Start GIVEN RECORDS

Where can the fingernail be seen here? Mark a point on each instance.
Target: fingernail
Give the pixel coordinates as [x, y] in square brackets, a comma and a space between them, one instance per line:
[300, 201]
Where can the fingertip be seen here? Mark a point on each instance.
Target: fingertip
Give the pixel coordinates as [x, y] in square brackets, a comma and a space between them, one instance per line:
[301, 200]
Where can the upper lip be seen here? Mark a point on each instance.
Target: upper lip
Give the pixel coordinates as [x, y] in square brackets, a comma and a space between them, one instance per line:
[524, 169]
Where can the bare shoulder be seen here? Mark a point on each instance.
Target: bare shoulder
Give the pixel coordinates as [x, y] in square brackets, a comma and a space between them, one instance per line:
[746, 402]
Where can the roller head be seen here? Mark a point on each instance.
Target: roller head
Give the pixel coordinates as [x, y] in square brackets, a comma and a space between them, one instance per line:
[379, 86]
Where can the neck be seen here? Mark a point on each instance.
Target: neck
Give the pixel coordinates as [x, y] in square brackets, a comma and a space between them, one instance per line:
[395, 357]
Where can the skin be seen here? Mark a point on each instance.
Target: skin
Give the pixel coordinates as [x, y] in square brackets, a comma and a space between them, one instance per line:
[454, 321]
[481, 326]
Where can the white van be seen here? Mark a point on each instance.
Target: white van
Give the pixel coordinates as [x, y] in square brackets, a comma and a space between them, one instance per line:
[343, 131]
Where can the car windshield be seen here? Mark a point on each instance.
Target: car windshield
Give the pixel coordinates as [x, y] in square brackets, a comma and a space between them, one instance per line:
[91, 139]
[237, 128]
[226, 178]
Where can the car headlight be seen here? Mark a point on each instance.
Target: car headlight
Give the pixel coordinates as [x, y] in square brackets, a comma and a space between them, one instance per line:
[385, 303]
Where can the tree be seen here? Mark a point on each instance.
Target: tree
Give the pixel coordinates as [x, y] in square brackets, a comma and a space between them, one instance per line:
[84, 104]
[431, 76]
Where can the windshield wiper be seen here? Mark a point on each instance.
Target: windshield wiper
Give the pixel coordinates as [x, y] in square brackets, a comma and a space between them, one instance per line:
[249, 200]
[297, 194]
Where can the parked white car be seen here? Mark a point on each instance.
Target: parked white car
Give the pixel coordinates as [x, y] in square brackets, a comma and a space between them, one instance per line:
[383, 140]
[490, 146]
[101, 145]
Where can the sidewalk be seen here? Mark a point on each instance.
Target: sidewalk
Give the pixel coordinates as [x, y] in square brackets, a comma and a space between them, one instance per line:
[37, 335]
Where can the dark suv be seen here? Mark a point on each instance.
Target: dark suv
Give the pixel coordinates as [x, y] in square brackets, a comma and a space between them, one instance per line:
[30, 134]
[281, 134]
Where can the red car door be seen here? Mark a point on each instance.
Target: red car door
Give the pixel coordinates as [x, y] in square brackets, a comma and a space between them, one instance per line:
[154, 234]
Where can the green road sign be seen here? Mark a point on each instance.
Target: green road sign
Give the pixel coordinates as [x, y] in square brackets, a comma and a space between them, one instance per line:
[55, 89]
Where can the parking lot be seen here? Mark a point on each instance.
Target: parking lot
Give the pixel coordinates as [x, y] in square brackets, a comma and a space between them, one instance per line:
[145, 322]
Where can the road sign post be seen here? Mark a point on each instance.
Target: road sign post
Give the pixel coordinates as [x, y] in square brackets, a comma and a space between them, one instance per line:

End GIVEN RECORDS

**PROBLEM**
Produce an exact copy of all the records.

**ANSWER TO THIS TASK**
Where can the fingernail be seen here? Mark a point on each instance.
Target: fingernail
Give the pixel coordinates as [x, y] in square brackets, a comma and a space between them, one instance per line:
[300, 201]
Where can the fingertip be seen here? Mark a point on each instance.
Target: fingertip
Give the pixel coordinates as [x, y] in square brackets, a comma and a space between them, one instance per line:
[301, 200]
Where can the upper lip be seen here? Mark a point on each instance.
Target: upper lip
Give the pixel coordinates as [x, y] in square brackets, a comma and a space between them, one instance per line:
[524, 169]
Where can the bare shoulder be seen here? Mark a point on each instance.
Target: bare shoulder
Give the pixel coordinates as [x, y] in square brackets, a comma and a space between them, one instance per line:
[746, 402]
Where can the roller head be seen here? Mark a point on each instance.
Target: roller head
Give the pixel coordinates as [x, y] in square brackets, a comma and a space between them, one instance per line:
[379, 86]
Where can the neck be seen here? Mark a point on each instance.
Target: neck
Give the pixel coordinates as [x, y] in square brackets, a comma and a space between them, one instance per line:
[395, 357]
Where can the skin be seen here? Mark a point on each instance.
Target: skin
Give the pixel coordinates as [x, y] in square brackets, a comma and a space between them, one instance per line:
[454, 321]
[481, 326]
Where can the white van be seen here? Mark a point on each instance.
Target: white van
Give the pixel coordinates as [x, y] in square brackets, a comma and a space between them, one instance per line:
[343, 131]
Where can the car windshield be seen here? Mark a point on each instance.
Target: car windshield
Give the pixel coordinates as [x, y] in square brackets, a comma and a space between them, one instance per line:
[91, 139]
[237, 128]
[226, 178]
Where can the car headlight be seen here? Mark a point on each instance.
Target: car headlight
Give the pixel coordinates as [x, y] in square brackets, a comma and a space between them, one instance per line:
[385, 303]
Where can the tree be seen here? Mark a point on each instance.
Target: tree
Give the pixel coordinates as [x, y] in square brackets, a comma and a space between them, one instance per line:
[84, 104]
[431, 76]
Where can the windshield wiper be seen here? Mark a point on each instance.
Target: windshield wiper
Give the pixel coordinates as [x, y] in square brackets, a comma and a space between them, one instance per line:
[249, 200]
[297, 194]
Where can the parked white car be seen here? Mark a point on each instance.
Target: parked white car
Give the pixel coordinates as [x, y] in square brackets, a comma and a space between them, one instance per line:
[383, 140]
[490, 146]
[101, 145]
Where can the sidewalk be seen here? Mark a point on each instance.
Target: sidewalk
Give the pixel coordinates as [x, y] in square brackets, a comma and a space between them, one instance per line:
[37, 335]
Where can the dark suv be seen here? Mark a point on each instance.
Target: dark suv
Give the pixel coordinates as [x, y] in square brackets, a comma and a space between them, one instance per line:
[30, 134]
[281, 134]
Where can the red car door be seen here? Mark a point on each instance.
Target: red car door
Give the pixel coordinates as [x, y] in square brackets, a comma and a space between them, one instance per line:
[154, 234]
Where can the green road sign be seen here? Mark a point on each instance.
Target: green road sign
Give the pixel coordinates as [x, y] in square brackets, a comma and a space between them, one instance per line:
[55, 89]
Where can the parking lot be seen here? Mark a point on each instance.
Target: parking lot
Give the pixel coordinates as [x, y] in square brackets, a comma and a space between them, one instance per line:
[145, 322]
Where can the road sign post be seen here? Mark a point on each instance.
Target: road sign post
Give the pixel coordinates as [x, y] in square brackets, a comma and a space between them, one instance per line:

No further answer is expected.